[Excerpts of location labeling data]
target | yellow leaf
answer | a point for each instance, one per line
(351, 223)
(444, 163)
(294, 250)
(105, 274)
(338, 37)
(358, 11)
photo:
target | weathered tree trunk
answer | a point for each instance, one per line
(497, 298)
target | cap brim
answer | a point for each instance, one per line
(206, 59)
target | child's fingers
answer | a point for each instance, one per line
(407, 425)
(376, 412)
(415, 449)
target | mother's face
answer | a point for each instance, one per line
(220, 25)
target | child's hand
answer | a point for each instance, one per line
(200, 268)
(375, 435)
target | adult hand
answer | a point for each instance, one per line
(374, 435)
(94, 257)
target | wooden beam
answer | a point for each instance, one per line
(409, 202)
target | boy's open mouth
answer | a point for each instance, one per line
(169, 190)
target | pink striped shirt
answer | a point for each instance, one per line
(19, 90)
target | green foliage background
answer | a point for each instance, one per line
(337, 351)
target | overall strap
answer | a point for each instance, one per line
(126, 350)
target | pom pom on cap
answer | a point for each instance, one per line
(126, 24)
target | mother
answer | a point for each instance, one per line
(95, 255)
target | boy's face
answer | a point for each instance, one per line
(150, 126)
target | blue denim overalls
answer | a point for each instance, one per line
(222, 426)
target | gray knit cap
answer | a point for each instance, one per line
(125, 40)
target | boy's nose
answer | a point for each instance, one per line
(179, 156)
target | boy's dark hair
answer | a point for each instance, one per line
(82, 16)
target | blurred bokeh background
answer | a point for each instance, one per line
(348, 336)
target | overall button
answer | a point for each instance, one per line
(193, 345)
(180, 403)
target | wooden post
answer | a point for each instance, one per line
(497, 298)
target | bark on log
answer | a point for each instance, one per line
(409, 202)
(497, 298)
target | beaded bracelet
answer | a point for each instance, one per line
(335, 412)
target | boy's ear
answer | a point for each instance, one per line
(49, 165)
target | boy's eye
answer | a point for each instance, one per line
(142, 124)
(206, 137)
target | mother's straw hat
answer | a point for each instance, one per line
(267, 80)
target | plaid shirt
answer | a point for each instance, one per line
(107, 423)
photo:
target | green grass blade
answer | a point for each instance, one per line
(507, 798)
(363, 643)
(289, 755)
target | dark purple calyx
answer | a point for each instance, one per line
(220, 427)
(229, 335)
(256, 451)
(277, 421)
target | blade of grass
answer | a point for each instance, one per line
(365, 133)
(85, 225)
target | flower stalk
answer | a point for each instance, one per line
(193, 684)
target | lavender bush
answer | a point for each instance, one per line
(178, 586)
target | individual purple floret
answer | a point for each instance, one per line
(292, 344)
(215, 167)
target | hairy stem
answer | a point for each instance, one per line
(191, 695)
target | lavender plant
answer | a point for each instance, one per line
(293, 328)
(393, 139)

→ Requirement
Quote the material exactly, leaving nothing out.

→ Solution to this problem
target | yellow leaf
answer | a point for each instance, one per line
(351, 223)
(444, 163)
(294, 250)
(105, 274)
(338, 37)
(358, 11)
photo:
target | weathered tree trunk
answer | a point for each instance, one per line
(497, 298)
target | cap brim
answer | a point for each instance, one per line
(206, 59)
target | child's fingers
answer | a point for each instance, one per line
(407, 425)
(376, 412)
(415, 449)
target | mother's face
answer | a point for each instance, one per line
(220, 25)
target | child's hand
answer | a point for each instance, one per line
(200, 268)
(375, 435)
target | adult hand
answer | a point for each instance, one per line
(374, 435)
(94, 257)
target | wooden beam
answer | a point for each instance, one per line
(409, 202)
target | boy's open mouth
answer | a point for each instance, one per line
(169, 190)
target | pink striped shirt
answer | a point for each instance, one per line
(19, 90)
target | green foliage background
answer | a point for each instance, one per line
(337, 351)
target | overall strap
answer | a point for each instance, one per line
(126, 350)
target | pom pom on cap
answer | a point for each instance, one per line
(126, 24)
target | mother
answer | a point for each instance, one per line
(95, 255)
target | boy's face
answer | a point for each instance, one per line
(150, 126)
target | blue denim overalls
answer | a point for each instance, one per line
(222, 426)
target | gray knit cap
answer | a point for each instance, one per line
(125, 40)
target | boy's nose
answer | a point for each instance, one per line
(179, 156)
target | boy's dark hair
answer | a point for each instance, one per line
(82, 16)
target | blurred bokeh background
answer | a point for each instance, one per line
(348, 336)
target | overall button
answer | a point for each instance, one per line
(193, 345)
(180, 403)
target | wooden post
answer | a point for each instance, one per line
(497, 298)
target | bark on log
answer | a point for each instance, one per line
(409, 202)
(497, 298)
target | beaded bracelet
answer | a point for each instance, one per line
(335, 412)
target | boy's ear
answer | a point for each instance, one per line
(49, 165)
target | boy's eye
answer | a point for each instance, one per line
(142, 124)
(206, 137)
target | mother's straw hat
answer | a point for each instance, one per line
(267, 80)
target | plaid shirt
answer | a point for each instance, one per line
(107, 423)
photo:
target | green grass blade
answer | a point for each instance, one per line
(507, 798)
(363, 643)
(289, 755)
target | dark purple calyx
answer | a point for each instance, one per line
(220, 427)
(229, 335)
(256, 451)
(277, 421)
target | blade of grass
answer | a point for each instance, one per line
(365, 133)
(85, 225)
target | flower stalk
answer | a point for each instance, one per line
(193, 684)
target | lavender bush
answer | a point for each instance, one per line
(178, 586)
target | individual purple floret
answer | a point for each instance, one per line
(292, 344)
(215, 167)
target | hairy stem
answer | a point for each instance, one per line
(191, 695)
target | lavender plant
answer | a point for each instance, one per line
(293, 328)
(393, 139)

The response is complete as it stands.